# Alıştırma görevleri:
- A) Akıldışılık üzerine yazıya göre aşağıdaki soruları cevaplayın:
(i) Ergin Yıldızoğlu'nun yazısı hangi gün, hangi gazetede yayımlanmıştır?
(ii) "Giderek sıklaşacağa benzeyen akıldışılıkların" her birinin karşısına yerleşik aklı (ve bilimi) çıkaran bir mücadele hattının nasıl kalacağı söylenmektedir?
(iii) Türkiye'de siyasal iktidarların aklı, emperyalizmin özel girdilerinin yanı sıra hangi unsurların türevi olarak oluşagelmiştir?
- B) Akıldışılık üzerine yazıyı son cümlesinden sonra kaldığı yerden sürdürün.

# Seçilen metin:
· · · · · · ·

Akıldışılık üzerine-Metin Çulhaoğlu
Bugün Türkiyede sol adına verilecek mücadelenin mevcut duruma ilişkin sağlıklı analizleri temel alıp akılcı biçimde yürütülmesi gerektiğini herhalde herkes kabul edecektir.
Bu gereklilikleri boşa düşürüp yersiz kılacak herhangi bir durum tasavvur etmek güçtür. Çünkü mücadelenin hedefinde duran tarafın da şöyle ya da böyle bir aklı olması gerekir. O da kendince birtakım analizler yapmakta, adımlarını inceden inceye hesaplayarak atmaktadır. Siz de bunları tespit eder, değerlendirir, kendi karşı politikalarınızı buna göre akılcı biçimde belirlersiniz
İyi güzel de, ya karşı tarafa akıl izafesi güçleşmişse?
***
Ergin Yıldızoğlu 26 Kasım günü Cumhuriyette yayınlanan yazısında (Tezgâhta Varoluşun Dayanılmaz Hafifliği) iktidardaki AKPnin projesini değerlendirirken, yerleşik siyaset terminolojisinin dışında kavramlara başvurmak zorunda kalmış: Histerik telaş, paranoya, büyüklük kompleksi, narsisizm gibi
Haksız olduğunu, durumu abarttığını söyleyebilir misiniz?
Elbette, çok istenirse Amerika kıtasını kimin keşfettiği, kadınların kahkaha atmasının münasip olup olmadığı ve bunun gibi başka konularda söylenenlerde de belirli bir siyasal akıl bulunabilir. Bunların arkasında şöyle bir siyasal hesap yatıyor denebilir.
Ancak, bu kadarının zorlanması bir noktadan sonra yersiz akıl izafesi olacaktır.
Kısacası, bu tür akıldışılıkların bileşkesinden akılcı çıkarsamalar yapıp mücadele hattını bunların üzerine oturtmanın giderek güçleştiğini söylüyoruz.
O zaman?
O zaman sol muhalefetin de karşısındaki akıldışılığa kendi akıldışılığıyla yanıt vermesi mi gerekiyor?
***
Kuşkusuz böyle değil.
Kastedilen şudur: Giderek sıklaşacağa benzeyen akıldışılıkların her birinin karşısına yerleşik aklı (ve bilimi) çıkaran bir mücadele hattı siyaseten etkisiz kalacaktır.
Amerika kıtasının keşfi dedi, ağzının payı verildi
Kadın erkekle eşit olamaz dedi, yanıtını aldı
Vesaire
Hep böyle mi gitsin?
Yani bu işi münazara usulü mü götürelim?
Türkiyede siyasal iktidarlarının aklı, emperyalizmin özel girdilerinin yanı sıra sermaye sınıfının, düzenin yerleşik kurumlarının ve nihayet düzen içi ve dışı muhalefetin hassasiyet ve karşıtlıklarının türevi olarak oluşagelmiştir.
Bunların hepsinden hareketle, büsbütün akıldışı durumların nispeten törpülendiği bir akıl ortaya çıkabiliyordu
Bugün durum farklıdır.

· · · · · · ·

# Veri alıntıları:
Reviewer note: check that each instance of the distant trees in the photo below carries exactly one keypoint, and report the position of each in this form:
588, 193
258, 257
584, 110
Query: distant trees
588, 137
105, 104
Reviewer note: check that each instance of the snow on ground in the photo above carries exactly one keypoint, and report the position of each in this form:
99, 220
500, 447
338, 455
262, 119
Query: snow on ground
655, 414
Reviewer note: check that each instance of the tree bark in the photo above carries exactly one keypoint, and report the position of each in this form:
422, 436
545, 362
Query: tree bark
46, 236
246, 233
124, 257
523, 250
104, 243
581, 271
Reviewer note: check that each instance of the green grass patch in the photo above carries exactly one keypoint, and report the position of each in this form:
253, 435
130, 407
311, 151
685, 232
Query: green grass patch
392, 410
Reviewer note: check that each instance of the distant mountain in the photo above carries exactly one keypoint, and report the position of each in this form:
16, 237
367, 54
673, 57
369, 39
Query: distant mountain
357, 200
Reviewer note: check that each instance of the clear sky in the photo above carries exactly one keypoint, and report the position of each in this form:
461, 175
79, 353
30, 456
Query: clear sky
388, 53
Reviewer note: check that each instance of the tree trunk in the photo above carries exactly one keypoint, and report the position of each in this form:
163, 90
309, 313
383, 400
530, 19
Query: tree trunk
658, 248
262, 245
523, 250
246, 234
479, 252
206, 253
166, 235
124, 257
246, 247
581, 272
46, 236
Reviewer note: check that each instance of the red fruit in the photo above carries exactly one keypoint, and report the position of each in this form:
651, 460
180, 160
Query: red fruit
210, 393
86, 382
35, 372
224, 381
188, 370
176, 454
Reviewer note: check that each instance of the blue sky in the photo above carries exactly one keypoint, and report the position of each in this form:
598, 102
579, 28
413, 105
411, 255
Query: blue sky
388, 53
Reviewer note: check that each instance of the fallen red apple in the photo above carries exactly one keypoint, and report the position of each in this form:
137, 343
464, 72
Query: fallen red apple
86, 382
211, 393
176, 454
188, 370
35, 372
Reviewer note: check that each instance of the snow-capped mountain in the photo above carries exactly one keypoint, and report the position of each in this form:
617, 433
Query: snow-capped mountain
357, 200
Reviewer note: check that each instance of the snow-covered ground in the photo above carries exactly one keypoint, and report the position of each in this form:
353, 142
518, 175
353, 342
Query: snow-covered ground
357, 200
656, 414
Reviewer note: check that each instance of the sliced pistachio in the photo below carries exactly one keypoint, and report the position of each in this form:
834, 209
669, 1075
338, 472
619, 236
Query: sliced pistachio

· · · · · · ·

# Alıştırma cevapları:
- A)
(i) 26 Kasım günü, Cumhuriyet gazetesinde.
(ii) Siyaseten etkisiz kalacağı söylenmektedir.
(iii) Sermaye sınıfının, düzenin yerleşik kurumlarının ve düzen içi ve dışı muhalefetin hassasiyet ve karşıtlıklarının türevi olarak oluşagelmiştir.

- B)
Emperyalizmin özel girdileri ha bire değişmekte, ayrıca siyasal iktidar emperyalizme bu da benim sana özel girdim deme ısrarından vaz geçmemektedir. Düzenin yerleşik kurumları ve sermaye sınıfı ise ayar vermek bir yana kendileri ayar yiyip fethedilmiş durumdadır. CHP ve MHP, akıldışılıkları dâhil, iktidara benzeme uğraşı içindedir. Belirli bir siyasal aklı temsil ettiği söylenebilecek olan Kürt siyaseti de diyalog-müzakere aşkına kendini muhatabının akıldışılıklarına adapte etmeye çalışmaktadır.
Yıldızoğluna dönersek, histerik telaş, paranoya, büyüklük kompleksi, narsisizm gibi işaretlerin kaynağı yukarıdaki durumdur. Kendi aklının başka her tür aklı ikame ettiğine duyulan güvenin getirdiği bir akıldışılıktır.
Değişeceğe de benzememektedir.
***
Geriye sol muhalefet kalıyor; o ne yapsın, bunca akıldışılık karşısında nasıl edip de akla sığınsın?
Sol, sıkıntılı görünen bu durumun önemli fırsatlar da yaratabileceğini dikkate almalıdır.
Karşı tarafın akıldışılıkları ne kadar sıklaşırsa, bunların üzerine yerleşik aklın işaret ettiklerinin ya da çok gerçekçi, hemen yapılabilir görünenlerin ötesinde, daha kapsamlı, ileri ve radikal hamlelerle yürüme olanakları da o kadar artacaktır. Artık minima rationalis (asgari akıl) hattında ilerleyen bir tarafın karşısına salt akılcı düzeltmelerle, tarihsel gerçeklere ve bilime yapılan nokta göndermelerle çıkmak, politik değil pedagojik bir tutum olacaktır.
Tekrar ediyoruz: Eğer karşı taraf kendi akıldışı fantezilerine fazlaca gömülmüşse, bunun karşılığı aklın ve sağduyunun işaret ettiği basit düzeltmeler ve talepler olamaz. Bu saatten sonra yapılması gereken, şimdilik en fazlasını olmasa bile çok daha fazlasını düşünmek, istemek ve bu yönde hareket etmektir.
Ülkedeki sosyalist odakların/partilerin yanı sıra, Birleşik Haziran Hareketi gibi cephesel girişimlerin de dikkate alması gereken bir durumdur.